# WORK INSTRUCTION
Transcribe verbatim the passage of the SofT-GRPO article starting at "What if that" and ending at "more flexible reasoning.".

--- READING TEXT ---

Large Language Models (LLMs) have become remarkably adept at complex reasoning through a technique called Chain-of-Thought (CoT)—a step-by-step process where the model generates discrete reasoning tokens much like how a person thinks through a problem. However, this approach is inherently rigid: at each step, the model must commit to a single token from its vocabulary.
What if that very rigidity limits its ability to explore abstract or nuanced ideas? What if reasoning could flow more fluidly across possibilities, rather than snapping to one discrete choice at a time?
That question inspires the soft-thinking paradigm—a mode of reasoning where an LLM uses continuous “soft tokens,” each representing a weighted average of multiple possible token embeddings. This approach lets the model hold multiple hypotheses simultaneously, opening doors to richer, more flexible reasoning.
But soft-thinking comes with a catch. Reinforcement Learning (RL), which has propelled discrete token reasoning to new heights, performs poorly when applied to soft tokens. Algorithms like Group Relative Policy Optimization (GRPO), which reward successful reasoning trajectories, cannot easily handle the continuous stochastic space of soft-thinking.
Enter SofT-GRPO, a breakthrough algorithm that successfully extends GRPO into the soft-thinking world. By injecting controlled randomness through Gumbel noise and leveraging the Gumbel reparameterization trick, SofT-GRPO achieves what earlier approaches could not—it enables LLMs trained on soft-thinking to outperform their discrete-token counterparts.
In this deep dive, we’ll unpack how SofT-GRPO reshapes reinforcement learning for LLMs, covering:
- How discrete-token GRPO works and its limitations
- Why previous RL attempts for soft-thinking failed
- How SofT-GRPO uses Gumbel noise and reparameterization to overcome these barriers
- The experimental results showing SofT-GRPO’s superior accuracy and robustness
Let’s start with how reasoning traditionally works in discrete space.
From Discrete Steps to Soft Thoughts
The World of Discrete Tokens: CoT and GRPO
When given a problem—say a math question—an LLM does not simply guess the answer. It first produces a Chain-of-Thought, \( \mathbf{R} = (r_1, r_2, \ldots, r_T) \), a token-by-token reasoning sequence leading to the final answer \( \mathbf{A} \). Each token comes from its vocabulary, and the probability of generating the entire sequence is the product of probabilities of generating each token conditioned on the previous ones.

“Illustration of how discrete Chain-of-Thought tokens are generated step-by-step from model probabilities.”
To enhance this reasoning process, Reinforcement Learning with Verifiable Rewards (RLVR) is used. The objective is simple: let the model try multiple reasoning paths and reward correct ones. A leading algorithm here is Group Relative Policy Optimization (GRPO).

--- INFORMATION ---

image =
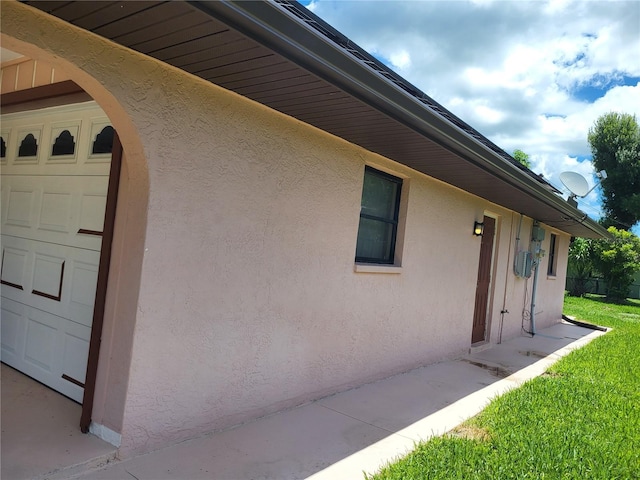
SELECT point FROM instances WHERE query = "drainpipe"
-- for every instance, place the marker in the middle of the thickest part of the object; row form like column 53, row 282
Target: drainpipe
column 506, row 276
column 533, row 299
column 538, row 253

---

# EXERCISE ANSWER
What if that very rigidity limits its ability to explore abstract or nuanced ideas? What if reasoning could flow more fluidly across possibilities, rather than snapping to one discrete choice at a time?
That question inspires the soft-thinking paradigm—a mode of reasoning where an LLM uses continuous “soft tokens,” each representing a weighted average of multiple possible token embeddings. This approach lets the model hold multiple hypotheses simultaneously, opening doors to richer, more flexible reasoning.